**Selected text:**

Note: Devotion taken from the afternoon sermon on January 26 on chapter six in the 1689 Baptist Confession
If we say that we have no sin, we deceive ourselves, and the truth is not in us (1 John 1:8).
The corruption of nature during this life doth remain in those that are regenerated” (2LBCF 6:5).
Augustine of Hippo (354-430) was an important early Christian pastor and theologian in North Africa. His writing had a deep influence on many of the Protestant Reformers, like Calvin, so that Reformed theology is often described as being “Augustinian.”
In a memoir titled The Confessions, Augustine reflected on his early life noting several instances from his childhood in which his conscience was bothered by sin. He recalls taking some things from the cupboard without asking his parent’s permission (“I pilfered from my parent’s cellar and table”—Book I, chapter XVIII). He cheated at games (“I sought dishonest victories”). He recalls how as a youth he and some other boys stole some pears from an orchard (“Doing this pleased us all the more because it was forbidden”—Book Two, Chapter IV).
As an adult he entered into more flagrant sin, including taking several mistresses and fathering a son out of wedlock.
When he first heard the gospel Augustine hesitated, because he did not want to give up his lusts.
At one point, while under conviction to become a Christian, he prayed: “Grant me chastity and continence, but not yet” (Book VIII, chapter VII).
Eventually, however, he was converted. It happened one day when he came under conviction of sin and went into a garden. He heard some children playing nearby and chanting, tolle lege (take up and read). And there on the bench where he sat was a Bible which he took up and opened, his eyes falling on Romans 13:13:
Let us walk honestly, as in the day; not in rioting and drunkenness, not in chambering and wantonness, not in strife and envying.
And this became the turning point.

**How to complete this task:**
Please carry on the devotion about Augustine's conversion above, starting right after its last sentence.

**Source information:**

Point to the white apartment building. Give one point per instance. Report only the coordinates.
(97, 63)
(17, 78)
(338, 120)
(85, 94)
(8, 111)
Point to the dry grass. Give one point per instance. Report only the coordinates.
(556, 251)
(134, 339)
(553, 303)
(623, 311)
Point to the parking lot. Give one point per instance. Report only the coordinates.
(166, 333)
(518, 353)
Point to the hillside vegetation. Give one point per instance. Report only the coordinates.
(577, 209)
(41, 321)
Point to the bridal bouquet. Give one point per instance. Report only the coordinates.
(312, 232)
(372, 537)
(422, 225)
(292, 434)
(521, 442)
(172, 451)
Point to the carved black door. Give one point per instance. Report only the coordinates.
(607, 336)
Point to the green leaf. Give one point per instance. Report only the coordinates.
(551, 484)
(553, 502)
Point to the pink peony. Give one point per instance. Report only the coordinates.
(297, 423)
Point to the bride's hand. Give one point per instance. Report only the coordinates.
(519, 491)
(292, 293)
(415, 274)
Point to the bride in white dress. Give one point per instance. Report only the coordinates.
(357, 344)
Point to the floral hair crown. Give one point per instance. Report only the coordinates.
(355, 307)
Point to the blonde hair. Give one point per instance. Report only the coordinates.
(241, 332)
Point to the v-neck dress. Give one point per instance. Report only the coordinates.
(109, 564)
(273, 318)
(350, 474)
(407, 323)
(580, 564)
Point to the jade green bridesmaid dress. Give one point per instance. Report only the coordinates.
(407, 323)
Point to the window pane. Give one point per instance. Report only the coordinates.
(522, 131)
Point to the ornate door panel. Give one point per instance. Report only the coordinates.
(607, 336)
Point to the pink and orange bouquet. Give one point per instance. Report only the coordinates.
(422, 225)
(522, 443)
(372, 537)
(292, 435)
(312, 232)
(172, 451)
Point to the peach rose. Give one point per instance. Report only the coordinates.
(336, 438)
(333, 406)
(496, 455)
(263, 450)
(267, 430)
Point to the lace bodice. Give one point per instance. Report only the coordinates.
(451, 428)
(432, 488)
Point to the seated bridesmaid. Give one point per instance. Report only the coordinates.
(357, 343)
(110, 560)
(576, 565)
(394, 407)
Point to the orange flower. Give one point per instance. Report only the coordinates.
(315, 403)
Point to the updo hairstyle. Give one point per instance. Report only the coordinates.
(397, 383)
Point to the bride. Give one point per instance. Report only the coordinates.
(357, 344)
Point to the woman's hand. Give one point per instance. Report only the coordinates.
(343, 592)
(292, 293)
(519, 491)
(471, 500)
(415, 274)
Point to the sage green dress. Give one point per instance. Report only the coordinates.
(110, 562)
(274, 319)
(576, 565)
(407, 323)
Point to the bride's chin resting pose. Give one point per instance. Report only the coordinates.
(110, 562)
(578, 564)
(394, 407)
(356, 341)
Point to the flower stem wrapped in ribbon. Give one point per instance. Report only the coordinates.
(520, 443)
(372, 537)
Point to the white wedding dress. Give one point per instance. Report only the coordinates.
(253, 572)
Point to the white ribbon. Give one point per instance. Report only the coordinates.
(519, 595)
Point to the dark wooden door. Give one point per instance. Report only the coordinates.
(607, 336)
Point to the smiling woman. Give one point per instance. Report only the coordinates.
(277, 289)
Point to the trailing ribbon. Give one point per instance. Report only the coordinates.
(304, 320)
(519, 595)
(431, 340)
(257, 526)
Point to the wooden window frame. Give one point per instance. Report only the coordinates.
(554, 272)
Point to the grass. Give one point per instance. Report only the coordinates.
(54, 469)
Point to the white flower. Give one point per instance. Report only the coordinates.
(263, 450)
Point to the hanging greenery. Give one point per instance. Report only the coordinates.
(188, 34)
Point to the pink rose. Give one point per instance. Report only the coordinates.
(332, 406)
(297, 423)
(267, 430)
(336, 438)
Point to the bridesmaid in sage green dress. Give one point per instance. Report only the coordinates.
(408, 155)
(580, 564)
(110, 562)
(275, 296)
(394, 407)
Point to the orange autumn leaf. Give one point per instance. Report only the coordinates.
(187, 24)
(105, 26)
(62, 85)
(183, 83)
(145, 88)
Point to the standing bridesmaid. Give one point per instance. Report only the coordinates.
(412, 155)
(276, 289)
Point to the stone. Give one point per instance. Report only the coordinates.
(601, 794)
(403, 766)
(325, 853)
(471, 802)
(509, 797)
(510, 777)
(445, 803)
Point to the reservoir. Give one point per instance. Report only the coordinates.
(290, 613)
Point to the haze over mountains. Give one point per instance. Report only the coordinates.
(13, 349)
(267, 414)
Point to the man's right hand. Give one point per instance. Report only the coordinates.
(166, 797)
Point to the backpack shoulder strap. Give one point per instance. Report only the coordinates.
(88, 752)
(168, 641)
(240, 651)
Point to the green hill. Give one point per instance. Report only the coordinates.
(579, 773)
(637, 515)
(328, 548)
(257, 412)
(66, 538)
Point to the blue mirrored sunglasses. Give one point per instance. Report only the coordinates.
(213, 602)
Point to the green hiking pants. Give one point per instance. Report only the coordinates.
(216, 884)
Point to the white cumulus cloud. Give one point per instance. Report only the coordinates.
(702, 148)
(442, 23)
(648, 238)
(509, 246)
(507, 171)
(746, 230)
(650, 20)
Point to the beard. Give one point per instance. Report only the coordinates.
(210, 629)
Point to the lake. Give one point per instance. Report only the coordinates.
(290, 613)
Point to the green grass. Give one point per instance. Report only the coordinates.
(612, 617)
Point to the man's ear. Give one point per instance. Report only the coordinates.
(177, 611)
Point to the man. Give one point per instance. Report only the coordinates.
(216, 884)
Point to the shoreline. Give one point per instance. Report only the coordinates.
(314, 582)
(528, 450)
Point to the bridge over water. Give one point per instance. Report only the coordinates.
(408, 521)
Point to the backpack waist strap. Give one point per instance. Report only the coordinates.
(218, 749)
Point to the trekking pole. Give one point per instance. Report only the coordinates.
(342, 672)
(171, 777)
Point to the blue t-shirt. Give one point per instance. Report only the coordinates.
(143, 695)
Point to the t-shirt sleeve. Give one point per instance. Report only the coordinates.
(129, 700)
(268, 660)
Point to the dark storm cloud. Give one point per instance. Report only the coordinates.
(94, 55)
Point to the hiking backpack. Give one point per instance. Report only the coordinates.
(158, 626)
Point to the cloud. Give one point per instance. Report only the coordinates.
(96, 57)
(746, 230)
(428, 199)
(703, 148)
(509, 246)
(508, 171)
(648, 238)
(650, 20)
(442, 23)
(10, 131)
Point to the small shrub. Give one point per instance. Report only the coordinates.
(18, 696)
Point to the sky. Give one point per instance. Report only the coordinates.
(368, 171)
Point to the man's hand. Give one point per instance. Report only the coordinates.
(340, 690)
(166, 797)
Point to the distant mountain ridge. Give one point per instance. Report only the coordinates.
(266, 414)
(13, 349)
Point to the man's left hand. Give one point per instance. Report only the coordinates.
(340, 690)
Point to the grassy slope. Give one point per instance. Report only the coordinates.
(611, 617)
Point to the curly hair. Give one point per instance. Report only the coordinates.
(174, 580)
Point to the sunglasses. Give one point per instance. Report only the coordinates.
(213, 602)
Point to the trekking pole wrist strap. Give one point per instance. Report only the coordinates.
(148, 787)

**Your response:**
His Confessions consists of 13 books (or sections). His conversion is told in Book VIII. But there are five more books.
At places in those remaining books, Augustine expresses sometimes his wonder, sometimes his consternation, that even after his conversion, though he had full assurance of it, he still had to battle against remaining corruption.
At one point, he says to God: “Thou commandest continence [purity of life]; give what thou commandest, and command what thou wilt” (Book X, chapter XXIX).
Even though he, by discipline, refrained from outward flagrant sin, he noted that the images of these things were still fixed in his memory, and his mind would often drift there, particularly in his dreams.
At one point he says to God:
I am trusting that thou wilt perfect they mercies in me, to the fullness of that peace which both my inner and outward being shall have with thee when death is swallowed up in victory (Book X, Chapter XXX).
He later adds:
For my infirmities are many and great; indeed, they are many and very great. But thy medicine is still greater (Book X, Chapter XLIII).
These are, indeed, the sentiments of every redeemed saint, who recognizes the remaining corruption within him, the work of sanctification in him, and the hope of glory for him.